[[ MATERIAL FOR THIS EXERCISE open ]]

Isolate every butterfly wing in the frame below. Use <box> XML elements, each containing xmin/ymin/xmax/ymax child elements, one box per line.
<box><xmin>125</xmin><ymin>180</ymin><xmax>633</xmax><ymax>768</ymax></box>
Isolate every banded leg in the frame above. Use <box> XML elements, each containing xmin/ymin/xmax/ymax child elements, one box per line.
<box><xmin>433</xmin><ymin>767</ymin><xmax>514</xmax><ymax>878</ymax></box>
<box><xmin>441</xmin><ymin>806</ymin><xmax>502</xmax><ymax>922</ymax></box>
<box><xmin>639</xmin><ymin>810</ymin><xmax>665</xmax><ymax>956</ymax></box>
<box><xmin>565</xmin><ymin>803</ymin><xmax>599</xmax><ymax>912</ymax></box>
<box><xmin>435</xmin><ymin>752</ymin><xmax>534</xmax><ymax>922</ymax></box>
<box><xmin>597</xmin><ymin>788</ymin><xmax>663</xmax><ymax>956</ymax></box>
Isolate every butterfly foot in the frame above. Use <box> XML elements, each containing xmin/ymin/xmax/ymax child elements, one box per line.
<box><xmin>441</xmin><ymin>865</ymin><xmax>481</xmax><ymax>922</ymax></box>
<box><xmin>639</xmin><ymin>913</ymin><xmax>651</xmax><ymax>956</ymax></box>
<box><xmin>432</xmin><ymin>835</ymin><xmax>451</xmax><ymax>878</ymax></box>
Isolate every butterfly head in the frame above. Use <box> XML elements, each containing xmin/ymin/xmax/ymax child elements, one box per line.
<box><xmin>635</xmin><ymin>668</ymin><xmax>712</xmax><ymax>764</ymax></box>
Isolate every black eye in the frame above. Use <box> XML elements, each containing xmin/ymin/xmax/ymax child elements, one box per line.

[[ MATERIAL FOR THIS EXERCISE closed ]]

**ABOUT THIS EXERCISE:**
Output every entry again, exactly as given.

**RESPONSE TO THE TASK:**
Isolate every butterfly wing in the frame below. Use <box> XML elements, each containing xmin/ymin/xmax/ymax child elements, one box per line.
<box><xmin>125</xmin><ymin>180</ymin><xmax>633</xmax><ymax>768</ymax></box>
Isolate every banded leg in the frame above. Use <box> XML elements, each containing xmin/ymin/xmax/ymax child elements, one box per line.
<box><xmin>433</xmin><ymin>767</ymin><xmax>514</xmax><ymax>878</ymax></box>
<box><xmin>441</xmin><ymin>806</ymin><xmax>502</xmax><ymax>922</ymax></box>
<box><xmin>639</xmin><ymin>810</ymin><xmax>665</xmax><ymax>956</ymax></box>
<box><xmin>565</xmin><ymin>803</ymin><xmax>599</xmax><ymax>912</ymax></box>
<box><xmin>435</xmin><ymin>752</ymin><xmax>534</xmax><ymax>922</ymax></box>
<box><xmin>597</xmin><ymin>788</ymin><xmax>663</xmax><ymax>956</ymax></box>
Isolate every butterfly foot in the frame above. Use <box> XML elements, each containing xmin/ymin/xmax/ymax child elements, one box per line.
<box><xmin>441</xmin><ymin>865</ymin><xmax>481</xmax><ymax>922</ymax></box>
<box><xmin>639</xmin><ymin>913</ymin><xmax>651</xmax><ymax>956</ymax></box>
<box><xmin>432</xmin><ymin>835</ymin><xmax>451</xmax><ymax>878</ymax></box>
Isolate every butterfly head in the frame above. Use <box> XML elements, each containing xmin/ymin/xmax/ymax child elements, one box per line.
<box><xmin>635</xmin><ymin>668</ymin><xmax>712</xmax><ymax>764</ymax></box>
Isolate every black eye in the frame above. Use <box> XML elements, each containing xmin/ymin/xmax/ymax child elements, one box per line.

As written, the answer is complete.